WHAT YOU HAVE TO DO
Give back all of the data, word for word.

DATA LISTING

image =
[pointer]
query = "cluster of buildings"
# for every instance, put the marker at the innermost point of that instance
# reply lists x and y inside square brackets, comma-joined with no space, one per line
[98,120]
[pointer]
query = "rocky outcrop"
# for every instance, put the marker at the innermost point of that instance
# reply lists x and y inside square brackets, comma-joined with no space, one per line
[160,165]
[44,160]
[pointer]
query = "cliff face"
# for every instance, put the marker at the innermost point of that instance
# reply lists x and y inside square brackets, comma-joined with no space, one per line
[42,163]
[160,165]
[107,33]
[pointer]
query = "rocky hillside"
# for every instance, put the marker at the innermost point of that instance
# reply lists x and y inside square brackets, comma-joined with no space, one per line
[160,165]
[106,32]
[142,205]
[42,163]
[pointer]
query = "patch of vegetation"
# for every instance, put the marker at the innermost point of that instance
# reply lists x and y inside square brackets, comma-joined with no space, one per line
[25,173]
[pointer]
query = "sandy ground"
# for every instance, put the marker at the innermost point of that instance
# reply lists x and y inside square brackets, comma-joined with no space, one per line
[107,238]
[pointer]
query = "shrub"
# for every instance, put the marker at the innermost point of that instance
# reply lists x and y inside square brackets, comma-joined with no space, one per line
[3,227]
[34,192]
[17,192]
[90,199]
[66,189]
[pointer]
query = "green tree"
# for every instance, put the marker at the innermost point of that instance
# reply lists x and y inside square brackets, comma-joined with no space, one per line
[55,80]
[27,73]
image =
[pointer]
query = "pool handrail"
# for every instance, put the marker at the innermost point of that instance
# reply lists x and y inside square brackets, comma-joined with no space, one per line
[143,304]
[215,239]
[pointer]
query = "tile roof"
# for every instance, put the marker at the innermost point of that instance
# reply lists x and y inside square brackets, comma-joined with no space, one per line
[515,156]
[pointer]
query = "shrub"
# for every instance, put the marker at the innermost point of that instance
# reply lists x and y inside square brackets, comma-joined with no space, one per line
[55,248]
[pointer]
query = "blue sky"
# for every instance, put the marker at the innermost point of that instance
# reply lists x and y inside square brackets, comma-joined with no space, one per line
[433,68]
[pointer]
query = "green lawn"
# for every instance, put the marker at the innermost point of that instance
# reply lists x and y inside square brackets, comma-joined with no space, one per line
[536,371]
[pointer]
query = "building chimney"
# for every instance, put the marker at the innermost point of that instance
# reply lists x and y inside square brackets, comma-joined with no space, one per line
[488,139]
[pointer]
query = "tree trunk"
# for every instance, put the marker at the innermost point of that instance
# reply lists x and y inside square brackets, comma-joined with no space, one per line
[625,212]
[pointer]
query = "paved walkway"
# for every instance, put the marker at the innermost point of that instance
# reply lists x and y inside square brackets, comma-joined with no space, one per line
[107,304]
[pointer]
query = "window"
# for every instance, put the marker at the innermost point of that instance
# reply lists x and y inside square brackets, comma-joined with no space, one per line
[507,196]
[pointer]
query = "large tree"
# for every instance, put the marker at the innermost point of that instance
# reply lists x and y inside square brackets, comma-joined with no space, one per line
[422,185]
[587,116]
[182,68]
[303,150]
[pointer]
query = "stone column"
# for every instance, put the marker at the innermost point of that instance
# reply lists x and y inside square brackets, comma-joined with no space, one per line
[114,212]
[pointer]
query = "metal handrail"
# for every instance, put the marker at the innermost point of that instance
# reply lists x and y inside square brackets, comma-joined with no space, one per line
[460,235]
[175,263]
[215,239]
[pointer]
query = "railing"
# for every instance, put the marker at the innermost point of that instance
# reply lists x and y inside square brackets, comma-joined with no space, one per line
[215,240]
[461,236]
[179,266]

TASK OUTPUT
image =
[pointer]
query = "cluster of buildings"
# for every instance, put the marker at the innermost point of that instance
# reply lists x and y inside square brackets, comma-joined with no space, one per line
[98,120]
[pointer]
query = "rocky outcrop"
# for every instance, put the marker at the innermost point of that instance
# reply lists x and y inside square brackets, comma-joined with no space, one per line
[160,165]
[44,160]
[pointer]
query = "cliff face"
# for every instance, put the marker at the innermost point of that instance
# reply lists x and y inside square brackets, comma-joined with no space, one per line
[42,163]
[160,165]
[107,33]
[pointer]
query = "rocky hillside"
# for every instance, put the marker at the innermost point of that instance
# reply lists x and y inside square brackets, comma-joined with no space, one per line
[160,165]
[106,32]
[142,205]
[42,163]
[pointer]
query = "patch of vegetation"
# for every instance, put the marker at the innermost point of that instance
# reply lists x and y inside square brackets, comma-joined with no space, one per line
[25,173]
[pointer]
query = "sandy ground"
# for every instance, put the marker at the innermost point of that instance
# reply lists x and y inside square brackets, comma-joined with no space, one per line
[107,238]
[pointer]
query = "shrub"
# for every instance, put the marker at the innermost point of that instance
# reply lists x and y inside square brackets, comma-joined with no space, one per line
[3,227]
[34,192]
[17,192]
[90,199]
[66,189]
[pointer]
query = "green tree"
# for every instance, put the marker at the innermost point of that instance
# reply lists x and y inside square brackets, comma-joined with no space, one per line
[55,80]
[27,73]
image =
[pointer]
query = "pool handrail"
# for every instance, put the marker at the innermost point of that instance
# reply lists x and y inside square brackets, comma-joined with no space, one per line
[143,304]
[215,239]
[pointer]
query = "tile roof"
# for every instance, put the marker at the innermost point of that instance
# reply lists x and y inside square brackets, comma-joined with no space, one per line
[515,156]
[pointer]
query = "shrub"
# for every instance, put the marker at the innermost point of that instance
# reply lists x and y inside square brackets, comma-joined with no space, one per line
[55,248]
[pointer]
query = "blue sky"
# for every instance, put the marker at the innermost point of that instance
# reply lists x and y inside square brackets, comma-joined with no space, one per line
[433,68]
[pointer]
query = "green lawn"
# for every instance, put the marker at the innermost point of that instance
# reply lists x and y inside square brackets, comma-joined with no space, one per line
[536,371]
[pointer]
query = "building chimney"
# for every instance, put the marker at the innermost point of that instance
# reply lists x and y inside square brackets, comma-joined with no space, one per line
[488,139]
[pointer]
query = "tree trunk"
# for every instance, put the marker at the innermost point of that instance
# reply lists x and y inside square brackets, comma-joined with no space, one per line
[625,212]
[pointer]
query = "paved walkway"
# for every instance, put the marker at the innermost point of that instance
# reply lists x and y inside square brackets, comma-joined with no space, one per line
[107,304]
[pointer]
query = "window"
# for every instance, put the marker at the innermost point of that instance
# reply lists x and y inside square brackets, comma-joined with no space, one per line
[507,196]
[pointer]
query = "large tree"
# for every instance, put the marker at the innermost point of that instance
# reply lists x and y inside square brackets, comma-joined with no space, one per line
[422,185]
[587,116]
[182,68]
[303,150]
[pointer]
query = "stone column"
# for every instance, put the marker at the innermost point of that instance
# reply lists x and y inside square brackets, comma-joined with no space, one per line
[114,212]
[pointer]
query = "metal handrail"
# for every instance, put the marker at the innermost point of that instance
# reply lists x and y inside square brackets, comma-joined with no space, one per line
[460,235]
[175,263]
[215,239]
[pointer]
query = "railing"
# for every instance, put the marker at the innermost point of that instance
# reply lists x and y inside square brackets, comma-joined with no space, one per line
[215,240]
[461,236]
[179,266]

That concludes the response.